The wife did read Atlas Shrugged and some of the long-winded Russian novelists but I never did.

Just give me a crime novel by Elmore Leonard, where half the content is dialogue that sounds like it might actually have been spoken and I'm happy these days.

Now in my youth I did read a lot. I recall clearly my first visit to the elementary school library thinking, "Wow, all I have to do is read all the books here and I'll know everything!"

Alas, the libraries kept getting bigger and I fell ever farther behind.

What's interesting to me in my senior years is remembering all the books I read that in hindsight I realize did me more harm them good. For instance, anything by J.D. Salinger. The poor man was suffering from WWII PTSD and it showed in everything he wrote. As a youngster, Catcher in the Rye likely did more to screw up my generation than any other book.

But some of my favorite authors were and are: Hemingway, Orwell, J.P. Donleavy, Raymond Chandler, Churchill for his memoirs of WWII, Bruce Catton for his books on the Civil War - A Stillness at Appomattox I must have read 10 times. My father grew up at a wide place in the road called Spout Spring, just a few miles from where Lee and Grant called it quits. Our relations from out there, when they talked about "the war", were referring to the "late unpleasantness" between North and South, not WWII.

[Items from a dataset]

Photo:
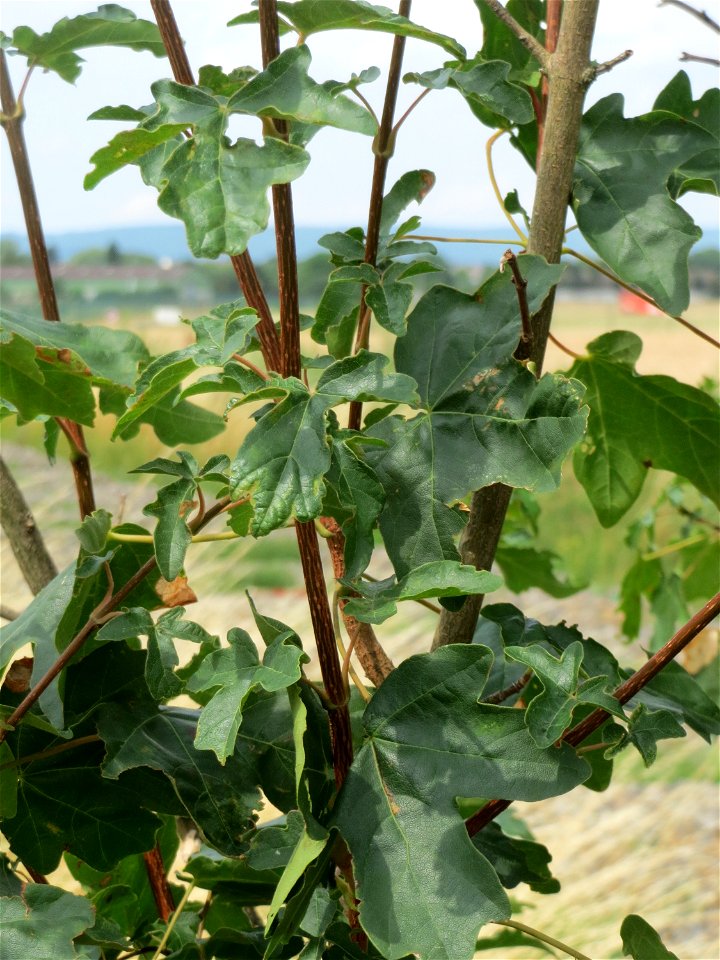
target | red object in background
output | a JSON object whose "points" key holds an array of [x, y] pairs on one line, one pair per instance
{"points": [[632, 303]]}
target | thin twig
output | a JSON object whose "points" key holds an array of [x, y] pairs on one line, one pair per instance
{"points": [[561, 346], [608, 65], [525, 38], [284, 218], [51, 752], [643, 296], [544, 937], [422, 236], [496, 189], [157, 877], [242, 263], [173, 920], [375, 662], [106, 606], [423, 603], [696, 58], [626, 691], [26, 541], [383, 148], [306, 533], [502, 695], [409, 110], [79, 459], [520, 284], [696, 518], [366, 103], [693, 11], [553, 14], [347, 667]]}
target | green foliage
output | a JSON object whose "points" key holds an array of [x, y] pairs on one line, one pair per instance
{"points": [[550, 712], [641, 942], [43, 921], [110, 25], [485, 86], [674, 427], [308, 17], [155, 727], [617, 203], [403, 871]]}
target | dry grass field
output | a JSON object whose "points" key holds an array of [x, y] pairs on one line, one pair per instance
{"points": [[649, 843]]}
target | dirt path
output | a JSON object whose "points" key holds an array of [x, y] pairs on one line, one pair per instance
{"points": [[645, 846]]}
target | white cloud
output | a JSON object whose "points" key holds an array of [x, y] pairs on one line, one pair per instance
{"points": [[442, 135]]}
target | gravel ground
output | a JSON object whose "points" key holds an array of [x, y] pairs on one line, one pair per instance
{"points": [[647, 846]]}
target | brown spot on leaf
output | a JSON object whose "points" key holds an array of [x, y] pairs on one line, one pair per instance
{"points": [[17, 679], [175, 593], [428, 179]]}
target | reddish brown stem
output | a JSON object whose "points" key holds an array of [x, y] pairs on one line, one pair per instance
{"points": [[284, 218], [502, 695], [626, 691], [553, 13], [158, 882], [383, 148], [306, 534], [12, 123], [520, 284], [561, 346], [242, 263], [106, 606], [375, 662], [327, 650]]}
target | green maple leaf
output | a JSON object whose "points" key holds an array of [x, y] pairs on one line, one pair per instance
{"points": [[637, 422], [549, 713], [428, 741], [284, 458], [484, 418], [109, 25], [620, 195]]}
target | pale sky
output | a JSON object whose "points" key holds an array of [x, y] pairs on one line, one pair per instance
{"points": [[442, 135]]}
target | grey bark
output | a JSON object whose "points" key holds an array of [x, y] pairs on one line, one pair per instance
{"points": [[21, 530]]}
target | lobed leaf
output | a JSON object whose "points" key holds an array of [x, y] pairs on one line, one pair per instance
{"points": [[620, 195], [550, 713], [485, 85], [172, 534], [428, 742], [219, 799], [485, 419], [285, 91], [641, 941], [43, 921], [230, 675], [110, 25], [64, 803], [126, 148], [637, 422]]}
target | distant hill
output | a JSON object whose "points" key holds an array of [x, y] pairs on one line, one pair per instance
{"points": [[169, 241]]}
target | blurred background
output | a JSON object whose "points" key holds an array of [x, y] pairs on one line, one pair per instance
{"points": [[118, 261]]}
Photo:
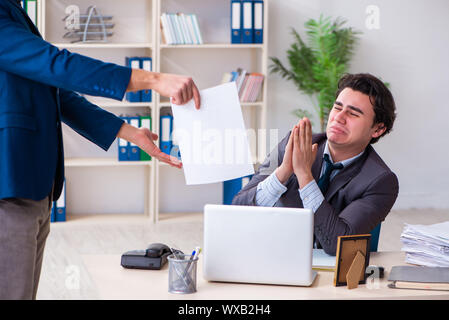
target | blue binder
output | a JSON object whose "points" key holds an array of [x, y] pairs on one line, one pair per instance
{"points": [[247, 21], [60, 206], [123, 145], [236, 21], [232, 187], [175, 152], [146, 64], [258, 21], [133, 62], [166, 129], [134, 150]]}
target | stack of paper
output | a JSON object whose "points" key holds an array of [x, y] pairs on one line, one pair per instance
{"points": [[426, 245]]}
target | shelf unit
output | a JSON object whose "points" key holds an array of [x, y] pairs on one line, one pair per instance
{"points": [[148, 42]]}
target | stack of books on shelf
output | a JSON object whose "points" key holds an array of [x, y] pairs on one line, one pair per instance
{"points": [[247, 21], [249, 85], [426, 245], [180, 28]]}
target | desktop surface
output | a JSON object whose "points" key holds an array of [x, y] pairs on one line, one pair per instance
{"points": [[114, 282]]}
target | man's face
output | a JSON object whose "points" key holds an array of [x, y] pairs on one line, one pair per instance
{"points": [[351, 119]]}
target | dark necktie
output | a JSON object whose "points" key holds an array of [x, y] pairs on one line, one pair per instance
{"points": [[323, 183]]}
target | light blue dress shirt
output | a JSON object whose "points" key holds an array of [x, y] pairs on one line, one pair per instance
{"points": [[271, 189]]}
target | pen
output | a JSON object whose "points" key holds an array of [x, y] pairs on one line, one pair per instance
{"points": [[195, 253], [184, 277]]}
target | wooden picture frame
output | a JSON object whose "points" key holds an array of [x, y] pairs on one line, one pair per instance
{"points": [[352, 260]]}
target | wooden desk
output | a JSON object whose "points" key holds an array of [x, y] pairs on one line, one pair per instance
{"points": [[114, 282]]}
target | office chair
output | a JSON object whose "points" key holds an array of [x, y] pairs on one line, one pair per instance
{"points": [[375, 238]]}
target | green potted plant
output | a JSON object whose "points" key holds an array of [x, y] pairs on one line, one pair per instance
{"points": [[316, 67]]}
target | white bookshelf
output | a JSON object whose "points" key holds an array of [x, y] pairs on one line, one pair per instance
{"points": [[137, 33]]}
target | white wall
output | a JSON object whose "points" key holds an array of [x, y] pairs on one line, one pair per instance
{"points": [[410, 51]]}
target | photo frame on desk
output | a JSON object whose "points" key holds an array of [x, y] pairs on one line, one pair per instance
{"points": [[352, 260]]}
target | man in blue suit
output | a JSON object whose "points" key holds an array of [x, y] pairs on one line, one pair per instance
{"points": [[37, 92]]}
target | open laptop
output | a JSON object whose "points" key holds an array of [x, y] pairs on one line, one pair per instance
{"points": [[268, 245]]}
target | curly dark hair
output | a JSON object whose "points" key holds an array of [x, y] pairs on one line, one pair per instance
{"points": [[380, 96]]}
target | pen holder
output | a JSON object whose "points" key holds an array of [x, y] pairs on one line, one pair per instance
{"points": [[182, 273]]}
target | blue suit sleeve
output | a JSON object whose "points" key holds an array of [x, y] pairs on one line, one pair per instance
{"points": [[90, 121], [28, 55]]}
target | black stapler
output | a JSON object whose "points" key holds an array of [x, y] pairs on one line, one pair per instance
{"points": [[153, 258]]}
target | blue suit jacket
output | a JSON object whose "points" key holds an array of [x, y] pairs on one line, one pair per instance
{"points": [[37, 84]]}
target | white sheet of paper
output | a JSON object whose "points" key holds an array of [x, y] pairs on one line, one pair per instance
{"points": [[213, 140]]}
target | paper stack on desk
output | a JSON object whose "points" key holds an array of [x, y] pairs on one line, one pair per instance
{"points": [[426, 245]]}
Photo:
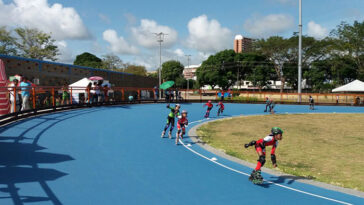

Exercises to complete:
**1)** Decide whether each statement agrees with the passage on reading. (a) The writer's wife read Atlas Shrugged. (b) The writer read A Stillness at Appomattox only once. (c) The writer's father grew up at a place called Spout Spring.
**2)** Edit the rows from the line with "target | paper stack on desk" through the end of the rows, replacing "paper stack" with "pile of papers" and changing nothing else. Give only those lines, and leave out the pictures.
The passage on reading and the rows have nothing to do with each other.

Results in order:
**1)**
(a) Yes: "The wife did read Atlas Shrugged"
(b) No: "A Stillness at Appomattox I must have read 10 times"
(c) Yes: "My father grew up at a wide place in the road called Spout Spring"

**2)**
target | pile of papers on desk
output | a JSON object whose "points" key holds an array of [x, y] pairs on one line, one pair per instance
{"points": [[426, 245]]}
Photo:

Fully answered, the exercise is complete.